## [What you are asked to do]
Repeat, word for word, the stretch from the start of the entries through the line containing "Now the woman's", including both ends.

═════ Records to process ═════

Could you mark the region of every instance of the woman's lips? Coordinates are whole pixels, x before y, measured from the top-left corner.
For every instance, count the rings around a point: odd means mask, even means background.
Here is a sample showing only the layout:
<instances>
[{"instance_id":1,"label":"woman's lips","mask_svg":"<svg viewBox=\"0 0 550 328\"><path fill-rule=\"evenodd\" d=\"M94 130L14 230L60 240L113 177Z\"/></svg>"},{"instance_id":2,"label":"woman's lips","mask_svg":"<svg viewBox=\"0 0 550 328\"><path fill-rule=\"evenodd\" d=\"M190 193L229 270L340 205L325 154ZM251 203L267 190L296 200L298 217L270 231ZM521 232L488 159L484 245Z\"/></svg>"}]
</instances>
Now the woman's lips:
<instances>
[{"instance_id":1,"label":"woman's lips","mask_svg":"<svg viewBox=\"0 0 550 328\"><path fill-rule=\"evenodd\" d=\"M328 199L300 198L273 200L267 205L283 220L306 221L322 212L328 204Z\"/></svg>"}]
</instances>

═════

## [The response]
Could you mark the region of every instance of the woman's lips? Coordinates are whole pixels, x before y, measured from the top-left corner.
For every instance, count the rings around a point: odd means mask, even means background.
Here is a sample showing only the layout:
<instances>
[{"instance_id":1,"label":"woman's lips","mask_svg":"<svg viewBox=\"0 0 550 328\"><path fill-rule=\"evenodd\" d=\"M94 130L14 230L60 240L113 177Z\"/></svg>"},{"instance_id":2,"label":"woman's lips","mask_svg":"<svg viewBox=\"0 0 550 328\"><path fill-rule=\"evenodd\" d=\"M190 193L229 270L340 205L325 154ZM251 203L267 190L296 200L298 217L270 231ZM521 232L488 159L484 245Z\"/></svg>"}]
</instances>
Now the woman's lips:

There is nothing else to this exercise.